When in doubt, report the issue as Candidate instead of upgrading the severity. Prefer no code change for Candidate and No risk findings.
Common Bad Patterns
The snippets in this section are source-backed patterns, not standalone tests. Before copying them into code, verify imports, package visibility, and whether the helper is public or stdlib-internal in the target file.
Lazy singleton initialization
Bad:
if (Console.instance == undefined) {
Console.instance = new Console()
}
return Console.instance!
Fix:
Console.instanceLock.guard(() => {
if (Console.instance == undefined) {
Console.instance = new Console()
}
})
return Console.instance!
The check and assignment must be in the same critical section.
Shared output buffer
When an API builds a string and then emits it, protect the whole operation:
this.outputLock.guard(() => {
let buf = this.lvl2Buf.get(level)!
buf.append(s)
this.printString(buf.toString(), level.valueOf())
this.lvl2Buf.set(level, new StringBuilder)
})
Locking only append or only printString can still mix buffers.
Shared Map get-or-create
Bad:
let slot = map.get(key)
if (slot == undefined) {
slot = new Slot()
map.set(key, slot)
}
return slot
Fix pattern:
const existing = states.get(key)
if (existing !== undefined) {
return existing
}
slotLock.lockGuard(() => {
if (states.get(key) === undefined) {
states.set(key, new Slot())
}
})
const slot = states.get(key)
if (slot === undefined) {
throw new Error(`Failed to create slot for '${key}'`)
}
return slot
Use ConcurrentHashMap for concurrent storage and a separate lock for lazy creation when no atomic computeIfAbsent exists.
Unsynchronized counter
Bad:
private static uniqueNameCounter: long = -1
return (++Proxy.uniqueNameCounter).toString()
Fix:
private static uniqueNameCounter: AtomicLong = new AtomicLong(0)
return Proxy.uniqueNameCounter.fetchAdd(1).toString()
For post-increment from 0:
oldCounter++
the atomic equivalent is also:
counter.fetchAdd(1)
with initial value 0.
Unsynchronized boolean flag
Bad:
private static LOG_ENABLED: boolean = false
Logger.LOG_ENABLED = true
if (Logger.LOG_ENABLED) { ... }
Fix:
private static LOG_ENABLED: AtomicBoolean = new AtomicBoolean(false)
Logger.LOG_ENABLED.store(true)
if (Logger.LOG_ENABLED.load()) { ... }
Paired cache fields
Bad:
private static lastParsedTag: string | undefined = undefined
private static lastParsedResult: ParsedLocaleData | undefined = undefined
If tag and result must match, they are one invariant. Protect reads and writes with one lock, or replace them with one immutable cache entry object.
Minimal fix:
private static localeCacheMutex: Object = ConcurrencyHelpers.mutexCreate()
━━━━━━━━━━━━━━━━━━━━
_Parts of the exercise_:
- A) Summarize the guide on common bad patterns in two sentences.
- B) Translate this sentence from the guide on common bad patterns into Spanish: "The check and assignment must be in the same critical section."
- C) Repeat everything in the guide on common bad patterns from "buf.append(s)" down to "slot = new Slot()".

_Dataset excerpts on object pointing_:
━━━━━━━━━━━━━━━━━━━━
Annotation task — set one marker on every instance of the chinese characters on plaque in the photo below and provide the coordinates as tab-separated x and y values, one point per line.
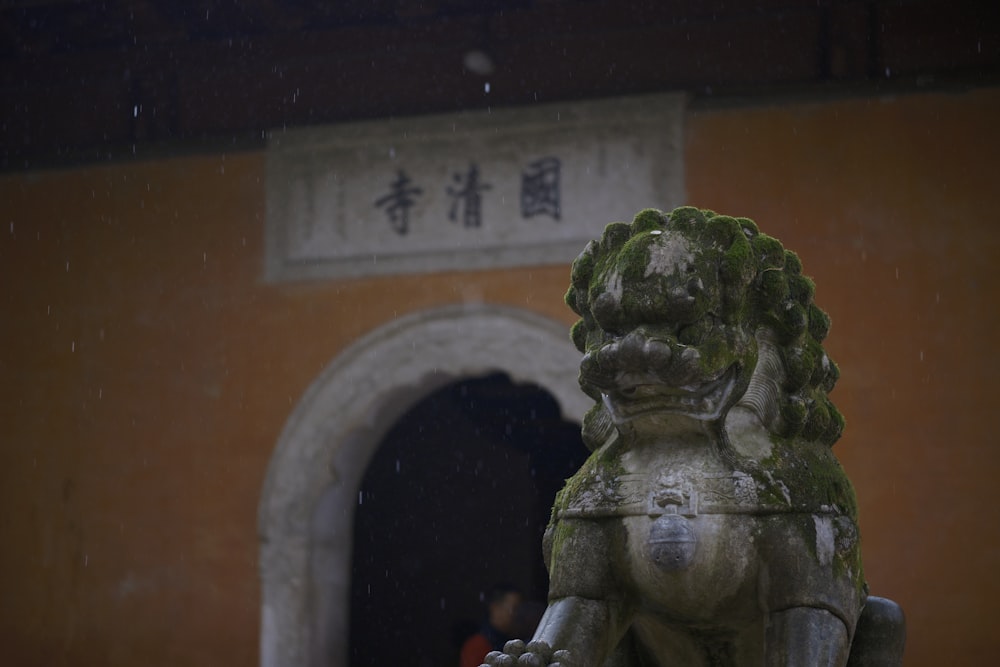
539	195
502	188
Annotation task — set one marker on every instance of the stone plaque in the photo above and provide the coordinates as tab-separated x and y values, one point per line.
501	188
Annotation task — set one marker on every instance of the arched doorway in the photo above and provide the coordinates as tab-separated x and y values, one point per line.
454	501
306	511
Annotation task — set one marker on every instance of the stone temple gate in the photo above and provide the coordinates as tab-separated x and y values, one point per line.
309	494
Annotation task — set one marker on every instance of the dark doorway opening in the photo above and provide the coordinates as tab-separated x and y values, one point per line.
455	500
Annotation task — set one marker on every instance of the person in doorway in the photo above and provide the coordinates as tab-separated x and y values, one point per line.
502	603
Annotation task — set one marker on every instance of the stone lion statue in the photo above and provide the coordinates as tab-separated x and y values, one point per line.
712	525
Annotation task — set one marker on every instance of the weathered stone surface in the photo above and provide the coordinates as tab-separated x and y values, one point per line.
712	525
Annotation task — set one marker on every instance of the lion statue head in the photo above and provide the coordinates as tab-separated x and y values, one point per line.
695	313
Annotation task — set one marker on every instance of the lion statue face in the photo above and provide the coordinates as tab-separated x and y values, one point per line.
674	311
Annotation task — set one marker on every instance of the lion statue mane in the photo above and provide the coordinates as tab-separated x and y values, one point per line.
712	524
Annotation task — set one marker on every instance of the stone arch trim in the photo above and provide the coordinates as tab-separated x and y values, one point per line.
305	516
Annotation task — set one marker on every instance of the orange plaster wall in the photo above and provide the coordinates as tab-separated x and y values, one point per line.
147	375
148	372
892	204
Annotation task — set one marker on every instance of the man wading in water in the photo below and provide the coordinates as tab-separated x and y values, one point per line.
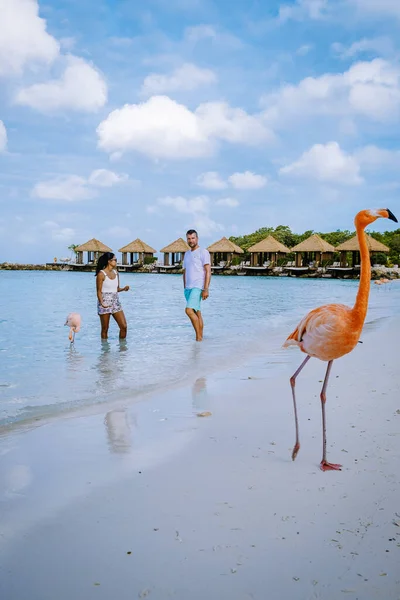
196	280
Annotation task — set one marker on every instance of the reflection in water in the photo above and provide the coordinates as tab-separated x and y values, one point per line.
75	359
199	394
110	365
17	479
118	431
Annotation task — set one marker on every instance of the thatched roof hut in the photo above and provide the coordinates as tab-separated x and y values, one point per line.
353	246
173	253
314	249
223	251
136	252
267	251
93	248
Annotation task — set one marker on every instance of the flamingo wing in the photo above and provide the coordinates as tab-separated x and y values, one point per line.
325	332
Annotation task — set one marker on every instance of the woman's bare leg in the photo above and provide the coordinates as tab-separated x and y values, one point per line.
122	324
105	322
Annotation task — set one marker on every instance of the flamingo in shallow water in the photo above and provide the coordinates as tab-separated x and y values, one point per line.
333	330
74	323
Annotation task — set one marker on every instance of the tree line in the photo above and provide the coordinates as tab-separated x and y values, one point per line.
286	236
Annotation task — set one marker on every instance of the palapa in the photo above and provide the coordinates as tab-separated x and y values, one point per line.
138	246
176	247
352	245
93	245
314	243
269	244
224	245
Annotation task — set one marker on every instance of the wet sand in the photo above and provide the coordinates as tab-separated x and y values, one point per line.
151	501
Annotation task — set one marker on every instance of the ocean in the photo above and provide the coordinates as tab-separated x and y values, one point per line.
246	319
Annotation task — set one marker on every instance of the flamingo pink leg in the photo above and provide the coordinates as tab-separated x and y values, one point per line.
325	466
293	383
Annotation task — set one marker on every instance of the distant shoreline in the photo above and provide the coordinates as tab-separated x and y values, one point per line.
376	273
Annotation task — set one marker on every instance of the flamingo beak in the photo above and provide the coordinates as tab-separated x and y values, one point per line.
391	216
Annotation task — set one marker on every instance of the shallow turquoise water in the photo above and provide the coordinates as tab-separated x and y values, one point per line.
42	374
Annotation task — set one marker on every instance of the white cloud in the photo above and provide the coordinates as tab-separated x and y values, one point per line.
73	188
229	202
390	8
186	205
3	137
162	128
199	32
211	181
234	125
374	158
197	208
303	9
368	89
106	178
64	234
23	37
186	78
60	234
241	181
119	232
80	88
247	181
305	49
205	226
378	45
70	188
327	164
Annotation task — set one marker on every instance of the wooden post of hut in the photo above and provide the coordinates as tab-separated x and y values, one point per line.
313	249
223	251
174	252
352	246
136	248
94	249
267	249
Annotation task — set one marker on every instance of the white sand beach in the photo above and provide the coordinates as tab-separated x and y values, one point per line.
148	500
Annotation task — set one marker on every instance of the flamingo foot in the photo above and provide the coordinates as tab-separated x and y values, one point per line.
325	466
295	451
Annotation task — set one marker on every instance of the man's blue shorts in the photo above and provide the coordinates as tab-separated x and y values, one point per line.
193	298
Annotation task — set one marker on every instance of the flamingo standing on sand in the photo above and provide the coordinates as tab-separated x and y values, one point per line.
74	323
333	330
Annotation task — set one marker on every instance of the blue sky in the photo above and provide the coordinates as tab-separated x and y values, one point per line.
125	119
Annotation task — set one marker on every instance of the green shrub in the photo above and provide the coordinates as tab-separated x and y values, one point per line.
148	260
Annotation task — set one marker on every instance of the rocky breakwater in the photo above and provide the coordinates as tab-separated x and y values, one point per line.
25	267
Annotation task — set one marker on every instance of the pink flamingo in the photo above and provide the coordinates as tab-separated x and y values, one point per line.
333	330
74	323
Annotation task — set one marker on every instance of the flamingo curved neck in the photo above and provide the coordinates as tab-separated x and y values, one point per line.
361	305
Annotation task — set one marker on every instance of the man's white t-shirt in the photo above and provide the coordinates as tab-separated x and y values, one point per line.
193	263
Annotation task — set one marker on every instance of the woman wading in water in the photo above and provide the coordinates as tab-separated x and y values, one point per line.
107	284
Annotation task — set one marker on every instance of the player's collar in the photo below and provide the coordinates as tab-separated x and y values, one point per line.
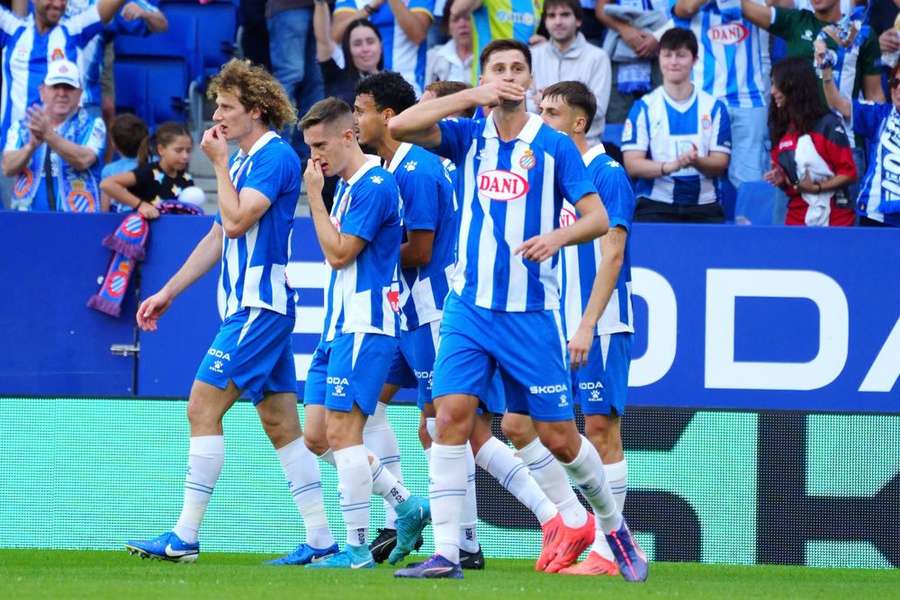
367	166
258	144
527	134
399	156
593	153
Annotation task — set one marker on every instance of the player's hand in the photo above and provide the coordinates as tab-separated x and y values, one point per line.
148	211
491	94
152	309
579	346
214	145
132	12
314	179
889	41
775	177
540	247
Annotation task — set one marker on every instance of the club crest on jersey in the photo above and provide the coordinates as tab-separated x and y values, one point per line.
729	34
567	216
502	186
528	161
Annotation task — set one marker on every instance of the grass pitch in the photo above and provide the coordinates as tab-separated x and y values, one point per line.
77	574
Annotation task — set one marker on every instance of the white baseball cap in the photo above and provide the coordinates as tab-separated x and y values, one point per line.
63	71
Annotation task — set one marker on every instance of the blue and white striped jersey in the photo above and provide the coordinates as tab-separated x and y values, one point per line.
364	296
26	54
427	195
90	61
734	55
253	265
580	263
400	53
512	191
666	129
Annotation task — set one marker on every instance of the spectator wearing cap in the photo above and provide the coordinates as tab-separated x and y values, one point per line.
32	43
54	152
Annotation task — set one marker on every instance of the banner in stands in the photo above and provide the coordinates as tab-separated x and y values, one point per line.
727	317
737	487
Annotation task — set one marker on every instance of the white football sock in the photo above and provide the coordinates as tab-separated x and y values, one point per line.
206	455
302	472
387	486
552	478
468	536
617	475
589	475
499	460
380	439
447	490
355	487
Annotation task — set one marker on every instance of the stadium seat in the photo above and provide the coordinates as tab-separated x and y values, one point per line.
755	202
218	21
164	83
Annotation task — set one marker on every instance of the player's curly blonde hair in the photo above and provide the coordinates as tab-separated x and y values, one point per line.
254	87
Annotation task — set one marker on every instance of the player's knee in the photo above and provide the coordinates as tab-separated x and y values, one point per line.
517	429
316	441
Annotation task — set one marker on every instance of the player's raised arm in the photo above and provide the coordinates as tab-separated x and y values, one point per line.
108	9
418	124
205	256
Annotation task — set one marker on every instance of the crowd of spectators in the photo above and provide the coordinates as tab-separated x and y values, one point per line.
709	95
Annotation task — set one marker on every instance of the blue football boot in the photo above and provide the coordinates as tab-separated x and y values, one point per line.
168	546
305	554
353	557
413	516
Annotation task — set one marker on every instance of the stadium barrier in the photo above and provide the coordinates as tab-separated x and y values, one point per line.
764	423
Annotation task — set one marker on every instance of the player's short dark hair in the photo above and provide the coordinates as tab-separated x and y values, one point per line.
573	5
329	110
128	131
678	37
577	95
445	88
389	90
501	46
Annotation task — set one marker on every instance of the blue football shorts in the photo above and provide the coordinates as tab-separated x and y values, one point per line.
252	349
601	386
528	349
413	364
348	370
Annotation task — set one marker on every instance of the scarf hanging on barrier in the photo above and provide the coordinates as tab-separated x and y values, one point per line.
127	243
━━━━━━━━━━━━━━━━━━━━
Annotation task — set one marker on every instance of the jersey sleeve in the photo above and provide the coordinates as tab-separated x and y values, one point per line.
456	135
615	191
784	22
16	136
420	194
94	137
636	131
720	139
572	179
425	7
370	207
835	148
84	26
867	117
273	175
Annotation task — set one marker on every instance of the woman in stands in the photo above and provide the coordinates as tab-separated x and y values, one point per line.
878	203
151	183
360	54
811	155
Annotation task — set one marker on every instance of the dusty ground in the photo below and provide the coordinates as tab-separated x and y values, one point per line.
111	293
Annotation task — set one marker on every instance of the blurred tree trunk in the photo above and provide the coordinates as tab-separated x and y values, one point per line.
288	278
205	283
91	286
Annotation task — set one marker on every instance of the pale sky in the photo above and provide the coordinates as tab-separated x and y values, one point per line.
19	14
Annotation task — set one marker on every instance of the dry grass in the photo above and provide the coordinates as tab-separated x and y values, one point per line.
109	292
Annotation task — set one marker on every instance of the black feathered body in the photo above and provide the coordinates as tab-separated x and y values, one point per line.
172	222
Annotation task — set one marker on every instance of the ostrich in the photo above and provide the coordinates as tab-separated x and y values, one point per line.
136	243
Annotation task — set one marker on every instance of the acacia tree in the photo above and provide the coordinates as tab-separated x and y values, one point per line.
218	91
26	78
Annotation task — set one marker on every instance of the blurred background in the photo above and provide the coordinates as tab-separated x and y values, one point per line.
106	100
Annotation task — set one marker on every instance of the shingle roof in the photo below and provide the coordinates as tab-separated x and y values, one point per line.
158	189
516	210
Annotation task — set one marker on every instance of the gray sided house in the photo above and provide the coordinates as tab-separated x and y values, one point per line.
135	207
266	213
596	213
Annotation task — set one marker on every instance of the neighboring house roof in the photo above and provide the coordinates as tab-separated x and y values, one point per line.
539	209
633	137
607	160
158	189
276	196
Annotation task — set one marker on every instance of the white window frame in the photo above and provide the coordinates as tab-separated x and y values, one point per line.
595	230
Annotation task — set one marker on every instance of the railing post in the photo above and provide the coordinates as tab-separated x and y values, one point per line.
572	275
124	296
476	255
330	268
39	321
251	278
━━━━━━━━━━━━━━━━━━━━
_Answers for this exercise_:
- A) The guide lists source-backed bad patterns with their fixes, covering lazy singleton initialization, shared output buffers, shared Map get-or-create, unsynchronized counters and boolean flags, and paired cache fields. The fixes put the check and assignment in the same critical section, lock the whole buffer operation, use atomic types for counters and flags, and protect paired cache fields with one lock or replace them with one immutable cache entry object.

- B) La comprobación y la asignación deben estar en la misma sección crítica.

- C)
buf.append(s)
this.printString(buf.toString(), level.valueOf())
this.lvl2Buf.set(level, new StringBuilder)
})
Locking only append or only printString can still mix buffers.
Shared Map get-or-create
Bad:
let slot = map.get(key)
if (slot == undefined) {
slot = new Slot()